[What is being asked]:
Count the lines in the listing below that contain the string "each", matching case exactly, and reply with that number alone.

[Records shown]:
------------------------------------------------

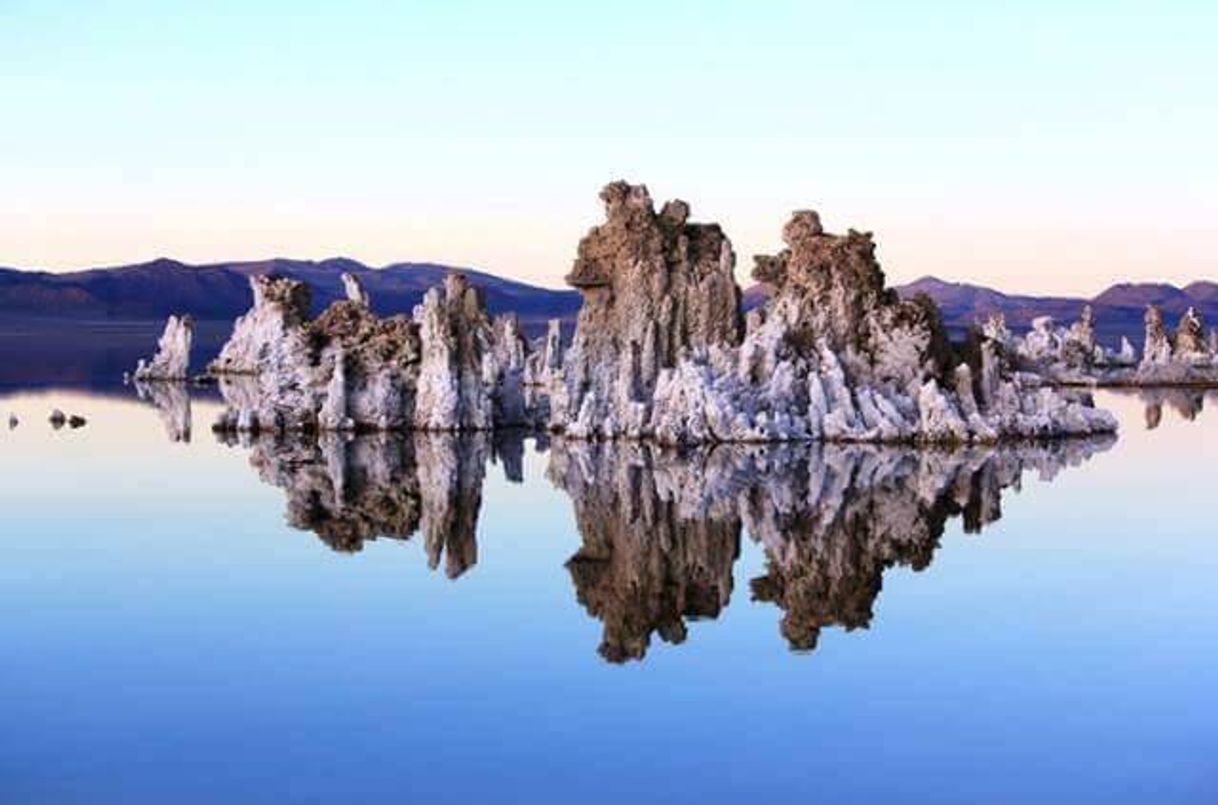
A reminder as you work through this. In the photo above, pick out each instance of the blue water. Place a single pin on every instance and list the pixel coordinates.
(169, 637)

------------------------------------------------

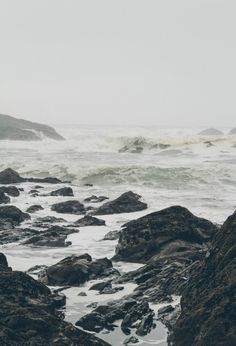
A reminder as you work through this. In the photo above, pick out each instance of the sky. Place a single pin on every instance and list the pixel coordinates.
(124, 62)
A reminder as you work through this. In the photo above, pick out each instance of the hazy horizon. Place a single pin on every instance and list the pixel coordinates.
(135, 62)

------------------------------------------------

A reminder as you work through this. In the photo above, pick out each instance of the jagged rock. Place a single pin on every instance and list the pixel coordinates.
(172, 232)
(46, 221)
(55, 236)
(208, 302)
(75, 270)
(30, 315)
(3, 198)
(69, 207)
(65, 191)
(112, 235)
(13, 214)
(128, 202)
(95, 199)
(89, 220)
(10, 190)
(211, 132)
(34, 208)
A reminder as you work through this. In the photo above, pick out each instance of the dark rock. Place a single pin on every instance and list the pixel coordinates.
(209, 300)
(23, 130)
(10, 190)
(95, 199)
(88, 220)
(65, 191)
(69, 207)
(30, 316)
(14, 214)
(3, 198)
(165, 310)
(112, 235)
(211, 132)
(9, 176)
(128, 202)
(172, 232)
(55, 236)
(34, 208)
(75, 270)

------------------------------------------------

[Response]:
5